Page excerpt:
- - -
USAID commits sustained funds to fight HIV/AIDS

THE United States of America through its US Agency for International Development (USAID) will continue to fund HIV/AIDS programmes in Tanzania in the race to identify and close gaps in the fight of the ailment.

Taking the stance during the US President’s Emergency Plan for AIDS Relief (PEPFAR) 20 years celebrations in Iringa Region recently, USAID Mission Director, Craig Hart hailed the government right into the grassroots for cooperation in improving the lives of the people, especially those living with HIV.

He noted that since 2003, the US government has provided more than 6 billion US dollar (approximately 14tri/-), including 450 million US dollar (1.124bn/-) in 2022 fiscal year to fight HIV/AIDS in the country.

“In 2003, fever than 1,000 Tanzanians were receiving HIV treatment. Today, over 1.5 million people in Tanzania are benefiting from this life-threatening treatment, 98 per cent of the people living with the virus.

“We are inspired by the strong commitment from the government of Tanzania and the dedication and resilience of the team on the ground that tirelessly works at the national level,” he added.

One of the implementing partners, FHI 360 through the Meeting and Maintaining Epidemic Control (EpiC) project in collaboration with the Tanzanian government with funding from the PEPFAR narrated how their strategic technical assistance and direct service helps vulnerable populations, including adolescent girls and young women  to fight the scourge.
- - -
Records from a data collection

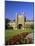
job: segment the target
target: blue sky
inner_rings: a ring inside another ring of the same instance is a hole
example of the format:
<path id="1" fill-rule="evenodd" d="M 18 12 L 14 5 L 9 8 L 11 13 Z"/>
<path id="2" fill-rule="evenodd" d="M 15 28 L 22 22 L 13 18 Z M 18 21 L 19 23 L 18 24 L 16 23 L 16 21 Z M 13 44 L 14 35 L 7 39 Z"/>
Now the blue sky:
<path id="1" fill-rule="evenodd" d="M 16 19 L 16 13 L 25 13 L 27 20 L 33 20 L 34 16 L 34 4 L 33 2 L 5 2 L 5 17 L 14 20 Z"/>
- - -
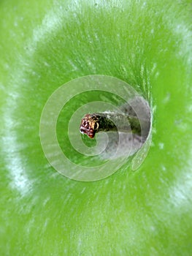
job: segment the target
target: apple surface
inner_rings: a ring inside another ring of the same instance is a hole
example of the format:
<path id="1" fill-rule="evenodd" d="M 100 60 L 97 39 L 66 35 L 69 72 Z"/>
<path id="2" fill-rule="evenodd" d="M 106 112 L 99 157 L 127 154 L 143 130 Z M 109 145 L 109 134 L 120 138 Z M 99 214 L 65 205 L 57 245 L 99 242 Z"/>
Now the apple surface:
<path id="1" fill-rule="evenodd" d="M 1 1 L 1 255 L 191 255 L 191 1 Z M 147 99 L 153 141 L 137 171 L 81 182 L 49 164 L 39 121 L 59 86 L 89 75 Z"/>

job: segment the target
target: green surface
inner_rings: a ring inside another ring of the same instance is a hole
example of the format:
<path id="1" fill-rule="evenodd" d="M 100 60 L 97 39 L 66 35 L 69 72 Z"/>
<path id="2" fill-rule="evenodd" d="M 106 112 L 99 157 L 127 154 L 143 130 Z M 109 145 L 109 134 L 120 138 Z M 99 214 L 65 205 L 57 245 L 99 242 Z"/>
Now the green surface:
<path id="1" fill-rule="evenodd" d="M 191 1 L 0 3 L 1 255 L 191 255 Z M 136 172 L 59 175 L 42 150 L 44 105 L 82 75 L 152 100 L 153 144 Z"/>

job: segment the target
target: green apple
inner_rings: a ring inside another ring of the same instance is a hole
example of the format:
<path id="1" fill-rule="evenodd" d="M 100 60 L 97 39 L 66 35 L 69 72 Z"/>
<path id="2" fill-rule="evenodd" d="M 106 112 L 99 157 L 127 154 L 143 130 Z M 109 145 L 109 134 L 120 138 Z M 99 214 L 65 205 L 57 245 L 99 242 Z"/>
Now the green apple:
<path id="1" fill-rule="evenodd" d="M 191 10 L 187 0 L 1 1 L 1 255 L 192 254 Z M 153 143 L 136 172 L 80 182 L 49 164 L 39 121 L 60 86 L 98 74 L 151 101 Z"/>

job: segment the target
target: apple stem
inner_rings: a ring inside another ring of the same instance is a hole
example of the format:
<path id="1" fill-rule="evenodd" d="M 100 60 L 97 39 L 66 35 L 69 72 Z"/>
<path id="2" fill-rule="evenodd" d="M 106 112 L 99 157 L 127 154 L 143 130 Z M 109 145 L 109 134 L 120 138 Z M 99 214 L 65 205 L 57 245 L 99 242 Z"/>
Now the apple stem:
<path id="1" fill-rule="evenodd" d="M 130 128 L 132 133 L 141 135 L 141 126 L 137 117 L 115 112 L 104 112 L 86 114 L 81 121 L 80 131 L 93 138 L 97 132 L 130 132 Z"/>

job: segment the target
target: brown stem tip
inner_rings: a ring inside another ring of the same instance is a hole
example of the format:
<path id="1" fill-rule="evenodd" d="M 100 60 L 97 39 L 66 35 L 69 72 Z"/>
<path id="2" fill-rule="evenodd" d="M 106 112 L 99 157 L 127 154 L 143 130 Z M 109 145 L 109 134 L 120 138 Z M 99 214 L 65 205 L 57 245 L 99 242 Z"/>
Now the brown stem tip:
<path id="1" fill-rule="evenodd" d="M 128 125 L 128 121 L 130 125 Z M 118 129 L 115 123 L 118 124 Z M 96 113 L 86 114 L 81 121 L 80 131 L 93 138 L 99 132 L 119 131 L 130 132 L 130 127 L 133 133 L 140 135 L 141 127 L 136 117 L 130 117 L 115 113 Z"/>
- - -
What you need to do:
1) Reproduce the USAID funding article from "He noted that" up to and including "with the virus.".
2) Carry the USAID funding article on past its last sentence.
This data was drawn from a separate source.

Responses by task:
1)
He noted that since 2003, the US government has provided more than 6 billion US dollar (approximately 14tri/-), including 450 million US dollar (1.124bn/-) in 2022 fiscal year to fight HIV/AIDS in the country.

“In 2003, fever than 1,000 Tanzanians were receiving HIV treatment. Today, over 1.5 million people in Tanzania are benefiting from this life-threatening treatment, 98 per cent of the people living with the virus.

2)
Brenda Ogwang, EpiC Project Director said that the project increases access to HIV preventive services, serotesting and enrolment to care and treatment services to ensure attainment and maintenance of epidemic control and the vulnerable and priority populations.

He added: “We strengthen HIV program management, health information systems and human resources for hearth and financial systems.

Equally, we improve Civil Society Organisations’ capacities in the implementation of key vulnerable populations programs in Tanzania.”

“The aim with the joint United Nations Programme on HIV/AIDS (UNAIDS) is to see what I call the 95-95-95 targets- calling for 95 per cent of all people living with HIV to know their HIV status, 95 per cent of all people with diagnosed HIV infection to receive sustained antiretroviral therapy, and 95 per cent of all people receiving antiretroviral therapy and suppression by 2030.”

He said that they implement HIV prevention, care, and treatment in the community targeting key and vulnerable populations by providing them with comprehensive and integrated HIV intervention service package of behavioural, biomedical, and structural.

Elaborating, the Director said that the project uses peer-led approach to identify and reach targeted populations including adolescent girls and young women, trained peer educators, where they conduct hotspot mapping, establish size estimation, prepare outreach plans for demand creation, provide health education sessions (SBC) and linkages to biomedical services at the community.